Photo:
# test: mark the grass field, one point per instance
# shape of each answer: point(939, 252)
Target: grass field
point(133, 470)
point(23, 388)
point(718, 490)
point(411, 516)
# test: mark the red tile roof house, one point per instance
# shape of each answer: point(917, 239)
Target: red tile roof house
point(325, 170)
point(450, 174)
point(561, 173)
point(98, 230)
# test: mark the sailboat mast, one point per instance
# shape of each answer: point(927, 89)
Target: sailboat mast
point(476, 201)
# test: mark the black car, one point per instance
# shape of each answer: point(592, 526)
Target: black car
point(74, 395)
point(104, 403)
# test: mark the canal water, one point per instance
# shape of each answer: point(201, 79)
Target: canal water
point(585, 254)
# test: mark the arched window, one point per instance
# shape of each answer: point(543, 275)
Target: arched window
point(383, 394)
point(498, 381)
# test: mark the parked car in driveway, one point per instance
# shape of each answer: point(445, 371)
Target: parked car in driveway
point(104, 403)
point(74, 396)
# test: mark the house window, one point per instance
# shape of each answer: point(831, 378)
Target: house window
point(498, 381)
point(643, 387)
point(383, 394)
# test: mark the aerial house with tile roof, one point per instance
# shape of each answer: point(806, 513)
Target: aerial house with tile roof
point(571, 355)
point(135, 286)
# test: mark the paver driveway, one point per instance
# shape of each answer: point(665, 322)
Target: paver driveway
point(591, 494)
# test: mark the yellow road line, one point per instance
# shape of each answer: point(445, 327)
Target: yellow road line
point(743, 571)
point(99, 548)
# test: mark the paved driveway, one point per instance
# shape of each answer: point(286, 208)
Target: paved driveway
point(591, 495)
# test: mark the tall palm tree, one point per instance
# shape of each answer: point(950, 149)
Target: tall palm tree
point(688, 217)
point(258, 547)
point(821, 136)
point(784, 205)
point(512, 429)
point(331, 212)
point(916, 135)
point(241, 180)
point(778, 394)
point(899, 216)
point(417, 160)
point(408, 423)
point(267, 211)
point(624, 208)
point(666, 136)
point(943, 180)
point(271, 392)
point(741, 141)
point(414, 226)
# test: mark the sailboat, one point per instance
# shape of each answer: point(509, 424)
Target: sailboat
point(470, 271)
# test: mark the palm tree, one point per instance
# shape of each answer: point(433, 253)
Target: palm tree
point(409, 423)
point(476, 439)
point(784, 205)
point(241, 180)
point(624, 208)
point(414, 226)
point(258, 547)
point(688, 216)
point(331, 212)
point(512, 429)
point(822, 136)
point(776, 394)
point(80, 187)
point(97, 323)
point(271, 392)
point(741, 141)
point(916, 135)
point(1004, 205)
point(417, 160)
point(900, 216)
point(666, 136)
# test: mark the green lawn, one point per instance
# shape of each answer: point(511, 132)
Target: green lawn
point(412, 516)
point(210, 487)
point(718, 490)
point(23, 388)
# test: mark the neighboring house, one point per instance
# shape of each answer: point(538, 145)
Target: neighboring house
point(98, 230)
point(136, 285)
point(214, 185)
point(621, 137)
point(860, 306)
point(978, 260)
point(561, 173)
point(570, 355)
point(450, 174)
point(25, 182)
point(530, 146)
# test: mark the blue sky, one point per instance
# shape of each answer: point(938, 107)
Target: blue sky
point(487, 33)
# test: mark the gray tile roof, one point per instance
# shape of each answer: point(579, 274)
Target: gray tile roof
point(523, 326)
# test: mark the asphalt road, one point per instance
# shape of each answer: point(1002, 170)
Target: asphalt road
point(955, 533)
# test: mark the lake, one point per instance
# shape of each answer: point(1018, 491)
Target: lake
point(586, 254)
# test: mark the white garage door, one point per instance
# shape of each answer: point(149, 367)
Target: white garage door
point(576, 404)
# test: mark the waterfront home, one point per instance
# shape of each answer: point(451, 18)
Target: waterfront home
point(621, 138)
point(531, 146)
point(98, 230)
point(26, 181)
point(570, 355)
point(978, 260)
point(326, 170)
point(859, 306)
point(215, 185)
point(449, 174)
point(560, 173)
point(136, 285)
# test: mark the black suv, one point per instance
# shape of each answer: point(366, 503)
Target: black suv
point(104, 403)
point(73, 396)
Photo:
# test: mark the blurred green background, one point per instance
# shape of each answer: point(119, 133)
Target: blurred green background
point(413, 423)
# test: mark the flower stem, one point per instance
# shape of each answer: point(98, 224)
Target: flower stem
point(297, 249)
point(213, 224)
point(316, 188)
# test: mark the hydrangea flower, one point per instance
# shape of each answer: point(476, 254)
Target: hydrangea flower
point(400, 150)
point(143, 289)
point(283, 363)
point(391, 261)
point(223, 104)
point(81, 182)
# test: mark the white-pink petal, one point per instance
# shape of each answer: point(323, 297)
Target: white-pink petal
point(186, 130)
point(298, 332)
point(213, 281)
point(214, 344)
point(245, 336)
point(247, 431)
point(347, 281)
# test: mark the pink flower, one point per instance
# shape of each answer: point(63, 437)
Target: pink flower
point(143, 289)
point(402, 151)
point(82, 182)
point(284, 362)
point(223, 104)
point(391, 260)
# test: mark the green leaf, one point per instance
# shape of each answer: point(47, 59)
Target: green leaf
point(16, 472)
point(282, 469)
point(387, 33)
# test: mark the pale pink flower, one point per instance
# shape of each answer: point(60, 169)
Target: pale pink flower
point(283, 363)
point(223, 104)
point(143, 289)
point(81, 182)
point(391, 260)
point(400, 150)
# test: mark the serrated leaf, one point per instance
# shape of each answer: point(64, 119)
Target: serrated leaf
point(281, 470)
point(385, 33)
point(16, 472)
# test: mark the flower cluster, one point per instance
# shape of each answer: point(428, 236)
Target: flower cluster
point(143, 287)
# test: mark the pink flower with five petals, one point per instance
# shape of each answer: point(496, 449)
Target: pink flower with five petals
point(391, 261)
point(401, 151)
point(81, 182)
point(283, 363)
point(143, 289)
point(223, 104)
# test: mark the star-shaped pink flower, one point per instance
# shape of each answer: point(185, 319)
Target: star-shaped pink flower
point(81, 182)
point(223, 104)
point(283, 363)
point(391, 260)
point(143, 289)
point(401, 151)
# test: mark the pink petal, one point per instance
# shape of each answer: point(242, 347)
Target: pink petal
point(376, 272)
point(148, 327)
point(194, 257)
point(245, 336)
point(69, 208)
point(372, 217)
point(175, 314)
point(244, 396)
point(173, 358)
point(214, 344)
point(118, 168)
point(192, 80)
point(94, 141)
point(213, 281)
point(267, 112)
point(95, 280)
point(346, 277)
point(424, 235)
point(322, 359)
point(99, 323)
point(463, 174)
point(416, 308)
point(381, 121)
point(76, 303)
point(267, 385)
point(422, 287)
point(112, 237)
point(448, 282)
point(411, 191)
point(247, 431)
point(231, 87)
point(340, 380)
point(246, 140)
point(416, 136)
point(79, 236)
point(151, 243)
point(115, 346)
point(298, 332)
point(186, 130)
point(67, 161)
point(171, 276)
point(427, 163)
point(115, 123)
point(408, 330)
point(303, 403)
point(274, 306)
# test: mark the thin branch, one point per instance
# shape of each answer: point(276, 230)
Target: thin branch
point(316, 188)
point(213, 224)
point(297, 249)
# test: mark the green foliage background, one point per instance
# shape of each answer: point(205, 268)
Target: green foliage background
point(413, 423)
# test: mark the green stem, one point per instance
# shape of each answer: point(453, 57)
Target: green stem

- [BRIEF] Reproduce exactly the lines from the beginning of the entries above up to and including the line that contains "# shape of each answer: point(927, 89)".

- [WORKED SOLUTION]
Photo:
# test: mark the grass field, one point per instance
# shape of each answer: point(939, 252)
Target: grass field
point(133, 470)
point(23, 388)
point(718, 490)
point(411, 516)
# test: mark the red tile roof house, one point per instance
# shape of each answer: point(917, 239)
Target: red tile roof house
point(325, 170)
point(450, 174)
point(561, 173)
point(98, 230)
# test: mark the sailboat mast, one point per instance
# shape of each answer: point(927, 89)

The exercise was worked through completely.